## TEXT SHOWN:
◇ ◇ ◇ ◇

נורמליזציית חיפוש בערבית: חוסר תמיכה בווריאציות של המזה, צורות יא/כא, ושקילות אורתוגרפית

Hello Discourse team,

We are running a multilingual forum with significant Arabic and Persian content, and we’ve encountered a critical limitation in the search functionality related to Arabic orthographic normalization.

:magnifying_glass_tilted_left: Problem Description

Arabic script includes multiple Unicode representations for semantically identical characters. Unfortunately, Discourse’s current search engine appears to treat these variants as distinct, which leads to incomplete or misleading search results.

Examples:

  • Searching for إطلاق مقامي only returns exact matches, while posts containing اطلاق مقامي, أطلاق مقامي, or إطلاق‌مقامي are excluded.
  • Similarly, searching for ي (U+064A) does not match ی (U+06CC), and ك (U+0643) fails to match ک (U+06A9), despite their functional equivalence in Arabic/Persian contexts.

This affects not only hamza variants (أ, إ, ء, ؤ, ئ) but also common substitutions like:

Character Unicode Suggested Normalization
أ, إ, ء, آ U+0623, U+0625, U+0621, U+0622 Normalize to ا
ؤ U+0624 Normalize to و
ئ U+0626 Normalize to ي
ى U+0649 Normalize to ي
ة U+0629 Normalize to ه
ي vs ی U+064A vs U+06CC Normalize to ی
ك vs ک U+0643 vs U+06A9 Normalize to ک

This issue is compounded when users omit diacritics or use different keyboard layouts, resulting in fragmented search behavior.

◇ ◇ ◇ ◇

## DATASET EXCERPTS:
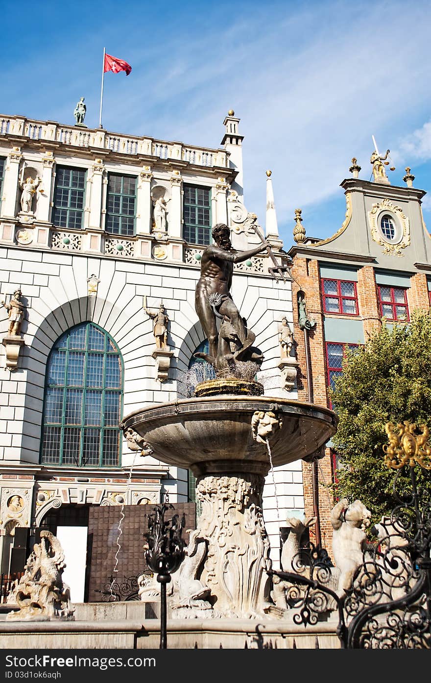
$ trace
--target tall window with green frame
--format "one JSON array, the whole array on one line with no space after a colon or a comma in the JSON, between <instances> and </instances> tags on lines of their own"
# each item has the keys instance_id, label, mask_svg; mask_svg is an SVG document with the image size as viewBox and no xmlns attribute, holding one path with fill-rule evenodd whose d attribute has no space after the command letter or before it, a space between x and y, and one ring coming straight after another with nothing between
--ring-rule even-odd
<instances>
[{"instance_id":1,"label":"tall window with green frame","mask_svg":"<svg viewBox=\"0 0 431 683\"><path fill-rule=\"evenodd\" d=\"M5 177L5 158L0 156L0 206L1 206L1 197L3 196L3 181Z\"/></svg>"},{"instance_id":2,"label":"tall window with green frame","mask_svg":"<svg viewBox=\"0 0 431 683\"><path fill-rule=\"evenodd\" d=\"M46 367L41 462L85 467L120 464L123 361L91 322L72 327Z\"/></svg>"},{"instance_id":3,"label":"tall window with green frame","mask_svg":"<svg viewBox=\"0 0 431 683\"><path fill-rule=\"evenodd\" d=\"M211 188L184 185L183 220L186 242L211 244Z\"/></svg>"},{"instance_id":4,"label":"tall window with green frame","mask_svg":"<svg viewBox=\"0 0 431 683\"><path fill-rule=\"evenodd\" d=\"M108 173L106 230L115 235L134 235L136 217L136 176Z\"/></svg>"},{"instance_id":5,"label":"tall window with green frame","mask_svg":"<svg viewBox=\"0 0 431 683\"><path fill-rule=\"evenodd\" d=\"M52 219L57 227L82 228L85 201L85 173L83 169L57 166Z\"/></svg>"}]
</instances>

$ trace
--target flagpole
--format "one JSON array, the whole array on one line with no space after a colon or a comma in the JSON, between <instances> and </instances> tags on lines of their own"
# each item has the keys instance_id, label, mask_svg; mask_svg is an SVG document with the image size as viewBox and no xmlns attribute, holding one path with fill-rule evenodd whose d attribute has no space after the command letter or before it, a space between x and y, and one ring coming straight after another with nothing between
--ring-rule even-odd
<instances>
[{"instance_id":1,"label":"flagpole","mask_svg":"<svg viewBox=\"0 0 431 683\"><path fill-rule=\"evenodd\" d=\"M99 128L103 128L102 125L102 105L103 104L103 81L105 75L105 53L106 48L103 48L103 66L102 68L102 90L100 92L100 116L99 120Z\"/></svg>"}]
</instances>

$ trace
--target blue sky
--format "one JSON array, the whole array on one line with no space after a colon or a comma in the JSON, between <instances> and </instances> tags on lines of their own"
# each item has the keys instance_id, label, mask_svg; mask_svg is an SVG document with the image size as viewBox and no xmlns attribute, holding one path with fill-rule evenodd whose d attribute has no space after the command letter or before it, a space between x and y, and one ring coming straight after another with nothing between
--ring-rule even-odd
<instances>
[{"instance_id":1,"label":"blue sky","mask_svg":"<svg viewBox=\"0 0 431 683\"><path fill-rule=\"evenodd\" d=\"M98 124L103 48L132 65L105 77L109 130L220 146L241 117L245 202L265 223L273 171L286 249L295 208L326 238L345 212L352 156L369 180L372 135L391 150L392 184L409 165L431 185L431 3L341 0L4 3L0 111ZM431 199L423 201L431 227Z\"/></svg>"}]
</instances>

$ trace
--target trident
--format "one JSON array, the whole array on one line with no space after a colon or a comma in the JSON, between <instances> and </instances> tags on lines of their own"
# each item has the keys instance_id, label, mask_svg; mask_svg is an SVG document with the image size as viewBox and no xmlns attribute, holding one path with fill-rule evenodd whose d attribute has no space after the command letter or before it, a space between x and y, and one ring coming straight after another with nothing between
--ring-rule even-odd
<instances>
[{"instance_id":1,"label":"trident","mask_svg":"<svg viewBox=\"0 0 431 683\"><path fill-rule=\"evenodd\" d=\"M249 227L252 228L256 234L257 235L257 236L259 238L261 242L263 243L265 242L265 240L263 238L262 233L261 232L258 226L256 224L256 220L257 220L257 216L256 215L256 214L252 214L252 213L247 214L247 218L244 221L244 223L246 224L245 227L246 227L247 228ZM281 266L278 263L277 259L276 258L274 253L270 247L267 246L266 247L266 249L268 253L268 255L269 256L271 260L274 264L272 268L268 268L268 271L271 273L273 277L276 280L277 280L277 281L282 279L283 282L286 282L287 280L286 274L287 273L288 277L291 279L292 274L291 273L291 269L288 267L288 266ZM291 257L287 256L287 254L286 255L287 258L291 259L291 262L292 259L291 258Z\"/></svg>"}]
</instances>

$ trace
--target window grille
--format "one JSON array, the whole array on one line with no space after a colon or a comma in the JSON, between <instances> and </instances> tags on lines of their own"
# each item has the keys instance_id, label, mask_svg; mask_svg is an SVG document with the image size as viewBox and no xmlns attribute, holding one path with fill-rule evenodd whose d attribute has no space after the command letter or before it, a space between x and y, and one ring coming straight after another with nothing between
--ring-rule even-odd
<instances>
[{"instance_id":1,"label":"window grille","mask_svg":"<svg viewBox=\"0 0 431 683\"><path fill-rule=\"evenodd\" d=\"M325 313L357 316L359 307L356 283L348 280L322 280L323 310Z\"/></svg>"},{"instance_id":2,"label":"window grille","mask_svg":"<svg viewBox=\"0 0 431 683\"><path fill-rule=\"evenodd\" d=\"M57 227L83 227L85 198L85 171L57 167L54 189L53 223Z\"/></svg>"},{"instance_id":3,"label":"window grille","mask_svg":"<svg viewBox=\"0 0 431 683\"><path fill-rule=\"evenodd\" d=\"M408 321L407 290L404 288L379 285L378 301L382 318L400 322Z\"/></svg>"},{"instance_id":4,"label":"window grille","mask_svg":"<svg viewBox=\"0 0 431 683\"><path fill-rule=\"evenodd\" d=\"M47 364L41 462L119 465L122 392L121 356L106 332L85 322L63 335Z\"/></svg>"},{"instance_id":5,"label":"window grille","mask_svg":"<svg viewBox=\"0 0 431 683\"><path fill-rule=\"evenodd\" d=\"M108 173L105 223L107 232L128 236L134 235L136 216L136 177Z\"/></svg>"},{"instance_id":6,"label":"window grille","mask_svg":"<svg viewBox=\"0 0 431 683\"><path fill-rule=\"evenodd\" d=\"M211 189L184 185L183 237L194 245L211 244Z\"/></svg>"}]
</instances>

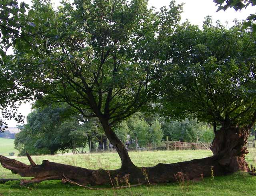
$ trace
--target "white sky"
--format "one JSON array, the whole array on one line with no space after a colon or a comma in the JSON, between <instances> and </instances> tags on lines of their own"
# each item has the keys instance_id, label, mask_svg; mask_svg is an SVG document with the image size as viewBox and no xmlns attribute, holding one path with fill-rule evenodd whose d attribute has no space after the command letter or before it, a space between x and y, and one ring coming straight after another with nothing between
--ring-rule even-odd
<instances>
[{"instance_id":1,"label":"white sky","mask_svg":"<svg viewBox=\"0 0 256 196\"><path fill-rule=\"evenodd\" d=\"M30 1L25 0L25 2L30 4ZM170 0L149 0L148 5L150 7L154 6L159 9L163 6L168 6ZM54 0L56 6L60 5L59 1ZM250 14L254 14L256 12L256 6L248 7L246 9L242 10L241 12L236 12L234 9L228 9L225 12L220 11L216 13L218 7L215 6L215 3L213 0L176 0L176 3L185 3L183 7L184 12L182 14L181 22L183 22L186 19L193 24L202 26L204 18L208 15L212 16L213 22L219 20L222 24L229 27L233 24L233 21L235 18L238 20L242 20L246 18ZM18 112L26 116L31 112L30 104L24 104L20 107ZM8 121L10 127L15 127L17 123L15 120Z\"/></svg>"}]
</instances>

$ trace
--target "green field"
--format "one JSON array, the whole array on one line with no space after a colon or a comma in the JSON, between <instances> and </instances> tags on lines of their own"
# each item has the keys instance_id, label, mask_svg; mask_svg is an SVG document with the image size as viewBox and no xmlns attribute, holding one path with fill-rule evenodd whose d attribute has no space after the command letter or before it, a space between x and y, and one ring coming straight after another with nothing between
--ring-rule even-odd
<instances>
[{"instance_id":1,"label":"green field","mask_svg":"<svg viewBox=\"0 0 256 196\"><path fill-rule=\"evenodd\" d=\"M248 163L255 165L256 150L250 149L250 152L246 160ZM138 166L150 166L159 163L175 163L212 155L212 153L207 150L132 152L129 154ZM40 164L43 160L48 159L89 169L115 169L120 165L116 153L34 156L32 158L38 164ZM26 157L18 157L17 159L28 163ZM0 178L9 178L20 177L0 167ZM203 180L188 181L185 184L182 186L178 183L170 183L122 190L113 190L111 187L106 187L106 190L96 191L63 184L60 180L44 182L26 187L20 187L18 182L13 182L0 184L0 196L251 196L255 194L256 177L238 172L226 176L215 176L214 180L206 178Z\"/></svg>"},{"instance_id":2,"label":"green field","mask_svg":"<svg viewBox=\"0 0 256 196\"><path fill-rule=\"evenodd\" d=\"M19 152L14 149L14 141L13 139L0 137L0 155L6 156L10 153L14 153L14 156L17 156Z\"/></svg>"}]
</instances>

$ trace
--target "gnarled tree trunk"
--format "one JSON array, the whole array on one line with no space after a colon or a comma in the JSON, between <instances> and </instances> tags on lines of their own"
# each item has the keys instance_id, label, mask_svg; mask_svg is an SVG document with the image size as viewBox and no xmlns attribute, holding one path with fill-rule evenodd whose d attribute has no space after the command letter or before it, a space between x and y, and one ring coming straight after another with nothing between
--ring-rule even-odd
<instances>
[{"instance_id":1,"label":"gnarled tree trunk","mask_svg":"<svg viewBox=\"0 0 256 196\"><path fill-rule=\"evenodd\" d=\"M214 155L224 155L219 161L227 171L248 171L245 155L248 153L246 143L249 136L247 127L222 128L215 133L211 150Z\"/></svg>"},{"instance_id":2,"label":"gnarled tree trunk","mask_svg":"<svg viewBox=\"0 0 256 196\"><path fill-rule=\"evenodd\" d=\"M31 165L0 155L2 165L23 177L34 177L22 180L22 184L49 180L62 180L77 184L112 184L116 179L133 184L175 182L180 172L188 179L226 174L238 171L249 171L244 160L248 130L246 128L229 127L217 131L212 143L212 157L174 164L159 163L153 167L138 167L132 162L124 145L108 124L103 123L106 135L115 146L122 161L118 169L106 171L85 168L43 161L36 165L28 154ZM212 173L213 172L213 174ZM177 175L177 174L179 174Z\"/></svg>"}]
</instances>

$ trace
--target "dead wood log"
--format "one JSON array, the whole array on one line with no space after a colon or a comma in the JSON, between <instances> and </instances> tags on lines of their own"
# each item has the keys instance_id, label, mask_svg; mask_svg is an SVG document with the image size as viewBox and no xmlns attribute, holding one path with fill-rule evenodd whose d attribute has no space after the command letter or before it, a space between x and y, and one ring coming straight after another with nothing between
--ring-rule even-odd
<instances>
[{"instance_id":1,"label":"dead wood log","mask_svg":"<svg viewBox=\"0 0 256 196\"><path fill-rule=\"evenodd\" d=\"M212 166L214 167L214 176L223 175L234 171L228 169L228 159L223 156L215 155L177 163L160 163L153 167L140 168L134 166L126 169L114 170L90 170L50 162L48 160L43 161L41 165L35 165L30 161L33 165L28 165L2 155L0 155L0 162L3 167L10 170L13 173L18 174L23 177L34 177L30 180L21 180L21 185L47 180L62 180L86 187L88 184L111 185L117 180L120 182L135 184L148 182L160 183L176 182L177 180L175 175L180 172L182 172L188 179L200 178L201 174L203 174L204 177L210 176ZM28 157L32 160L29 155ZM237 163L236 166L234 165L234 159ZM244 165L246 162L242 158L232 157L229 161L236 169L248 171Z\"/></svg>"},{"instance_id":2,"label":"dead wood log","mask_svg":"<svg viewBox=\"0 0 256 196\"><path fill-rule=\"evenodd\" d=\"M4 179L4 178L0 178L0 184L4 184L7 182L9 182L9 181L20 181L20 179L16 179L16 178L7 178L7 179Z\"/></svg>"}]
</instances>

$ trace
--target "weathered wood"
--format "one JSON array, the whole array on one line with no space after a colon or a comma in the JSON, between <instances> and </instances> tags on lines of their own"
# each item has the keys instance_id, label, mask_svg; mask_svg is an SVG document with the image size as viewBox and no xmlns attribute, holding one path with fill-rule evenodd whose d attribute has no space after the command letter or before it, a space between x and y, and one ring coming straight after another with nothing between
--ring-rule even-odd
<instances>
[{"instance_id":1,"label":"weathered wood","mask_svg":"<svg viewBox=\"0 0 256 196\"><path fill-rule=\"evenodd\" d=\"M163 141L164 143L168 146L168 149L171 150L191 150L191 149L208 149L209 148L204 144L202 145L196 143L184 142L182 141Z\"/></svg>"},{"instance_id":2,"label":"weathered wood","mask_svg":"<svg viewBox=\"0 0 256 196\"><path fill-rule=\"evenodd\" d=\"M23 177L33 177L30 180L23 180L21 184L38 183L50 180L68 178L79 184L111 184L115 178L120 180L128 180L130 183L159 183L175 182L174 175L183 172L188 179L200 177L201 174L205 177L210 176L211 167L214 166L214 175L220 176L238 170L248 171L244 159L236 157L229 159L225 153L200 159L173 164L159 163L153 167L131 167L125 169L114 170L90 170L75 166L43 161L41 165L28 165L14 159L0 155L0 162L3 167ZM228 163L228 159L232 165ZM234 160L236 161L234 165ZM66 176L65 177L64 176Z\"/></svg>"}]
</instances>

◇ ◇ ◇ ◇

Please extract the passage of the forum post on Arabic search that begins at the words "Character Unicode Suggested" and stops after "fragmented search behavior.". The items have no connection to the forum post on Arabic search.

Character Unicode Suggested Normalization
أ, إ, ء, آ U+0623, U+0625, U+0621, U+0622 Normalize to ا
ؤ U+0624 Normalize to و
ئ U+0626 Normalize to ي
ى U+0649 Normalize to ي
ة U+0629 Normalize to ه
ي vs ی U+064A vs U+06CC Normalize to ی
ك vs ک U+0643 vs U+06A9 Normalize to ک

This issue is compounded when users omit diacritics or use different keyboard layouts, resulting in fragmented search behavior.